** Start SUPPLIED RECORDS **

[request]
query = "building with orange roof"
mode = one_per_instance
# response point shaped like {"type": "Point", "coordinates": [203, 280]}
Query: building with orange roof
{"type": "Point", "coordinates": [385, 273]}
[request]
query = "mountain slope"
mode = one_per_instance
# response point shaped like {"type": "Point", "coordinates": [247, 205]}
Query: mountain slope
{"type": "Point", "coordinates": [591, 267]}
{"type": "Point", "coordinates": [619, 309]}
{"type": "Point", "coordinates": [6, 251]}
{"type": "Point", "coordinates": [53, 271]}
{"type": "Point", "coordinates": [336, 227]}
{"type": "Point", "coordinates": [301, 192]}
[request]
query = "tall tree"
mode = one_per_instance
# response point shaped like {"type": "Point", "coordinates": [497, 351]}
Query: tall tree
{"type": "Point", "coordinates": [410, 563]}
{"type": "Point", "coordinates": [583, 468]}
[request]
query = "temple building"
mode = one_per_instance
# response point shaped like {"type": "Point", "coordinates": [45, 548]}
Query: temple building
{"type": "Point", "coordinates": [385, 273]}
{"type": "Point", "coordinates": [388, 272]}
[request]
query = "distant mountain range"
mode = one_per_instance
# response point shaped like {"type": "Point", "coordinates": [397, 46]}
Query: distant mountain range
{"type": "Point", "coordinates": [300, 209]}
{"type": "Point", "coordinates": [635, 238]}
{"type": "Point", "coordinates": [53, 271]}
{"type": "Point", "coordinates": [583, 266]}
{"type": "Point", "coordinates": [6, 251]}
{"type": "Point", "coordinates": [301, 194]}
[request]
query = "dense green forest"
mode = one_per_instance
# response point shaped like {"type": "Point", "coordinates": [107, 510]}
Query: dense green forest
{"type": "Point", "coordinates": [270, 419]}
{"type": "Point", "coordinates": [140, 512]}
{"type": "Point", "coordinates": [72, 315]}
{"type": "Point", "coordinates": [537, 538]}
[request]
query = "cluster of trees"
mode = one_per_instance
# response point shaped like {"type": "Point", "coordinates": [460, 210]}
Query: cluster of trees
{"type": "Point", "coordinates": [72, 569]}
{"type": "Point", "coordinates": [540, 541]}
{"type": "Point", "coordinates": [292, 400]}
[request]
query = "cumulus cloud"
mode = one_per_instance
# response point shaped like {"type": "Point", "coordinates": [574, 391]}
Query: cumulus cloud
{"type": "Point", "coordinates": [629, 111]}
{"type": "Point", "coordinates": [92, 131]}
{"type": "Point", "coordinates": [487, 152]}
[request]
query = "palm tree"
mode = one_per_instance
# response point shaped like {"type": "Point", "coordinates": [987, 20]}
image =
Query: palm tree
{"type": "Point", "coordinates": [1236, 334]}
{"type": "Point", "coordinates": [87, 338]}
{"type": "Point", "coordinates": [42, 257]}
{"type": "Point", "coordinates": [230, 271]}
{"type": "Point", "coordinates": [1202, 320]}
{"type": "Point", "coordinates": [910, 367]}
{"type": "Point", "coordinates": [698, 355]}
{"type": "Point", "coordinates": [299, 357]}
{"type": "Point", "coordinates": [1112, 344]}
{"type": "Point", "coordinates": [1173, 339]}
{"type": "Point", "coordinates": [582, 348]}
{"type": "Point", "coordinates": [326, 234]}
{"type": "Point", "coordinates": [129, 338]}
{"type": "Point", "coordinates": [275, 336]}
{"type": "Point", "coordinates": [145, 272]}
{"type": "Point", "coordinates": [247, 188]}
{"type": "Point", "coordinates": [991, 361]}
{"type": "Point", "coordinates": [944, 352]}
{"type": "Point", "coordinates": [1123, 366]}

** End SUPPLIED RECORDS **

• **GIVEN TASK**
Locate each line in the entries above that contains the word "distant", treating uppercase and lowercase as distinct, and copy those lines.

• **EXERCISE SOLUTION**
query = "distant mountain range"
Query: distant mountain range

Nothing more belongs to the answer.